** Opening RECORDS SHOWN block **

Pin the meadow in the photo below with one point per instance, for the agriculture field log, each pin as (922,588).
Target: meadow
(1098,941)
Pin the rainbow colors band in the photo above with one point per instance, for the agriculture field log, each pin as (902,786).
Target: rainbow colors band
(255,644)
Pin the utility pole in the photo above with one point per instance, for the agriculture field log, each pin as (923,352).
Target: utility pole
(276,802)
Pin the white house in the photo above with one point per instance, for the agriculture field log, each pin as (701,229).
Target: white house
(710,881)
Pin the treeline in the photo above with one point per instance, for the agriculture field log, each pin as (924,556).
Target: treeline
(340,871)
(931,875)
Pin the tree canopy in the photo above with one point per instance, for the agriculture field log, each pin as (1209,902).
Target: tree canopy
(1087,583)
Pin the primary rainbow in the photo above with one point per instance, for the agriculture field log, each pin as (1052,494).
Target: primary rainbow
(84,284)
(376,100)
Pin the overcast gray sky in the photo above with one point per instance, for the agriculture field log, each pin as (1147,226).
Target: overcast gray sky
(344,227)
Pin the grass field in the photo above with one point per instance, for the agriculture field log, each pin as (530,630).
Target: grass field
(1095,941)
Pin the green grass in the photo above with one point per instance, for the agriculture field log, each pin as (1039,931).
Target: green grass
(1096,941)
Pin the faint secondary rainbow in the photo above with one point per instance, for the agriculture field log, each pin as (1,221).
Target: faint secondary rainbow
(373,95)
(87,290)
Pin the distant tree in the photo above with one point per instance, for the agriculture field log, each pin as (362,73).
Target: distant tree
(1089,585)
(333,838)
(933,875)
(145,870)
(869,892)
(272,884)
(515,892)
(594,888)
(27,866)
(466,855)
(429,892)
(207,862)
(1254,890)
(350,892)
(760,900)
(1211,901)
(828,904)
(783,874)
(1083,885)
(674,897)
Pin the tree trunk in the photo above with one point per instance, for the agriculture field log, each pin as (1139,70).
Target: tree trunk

** Closing RECORDS SHOWN block **

Of all the lines in the data above, show only those that hold the word "trunk".

Pin the tree trunk in the photo above with one point per instance, for the agriculture field log, each pin as (1139,70).
Target: tree trunk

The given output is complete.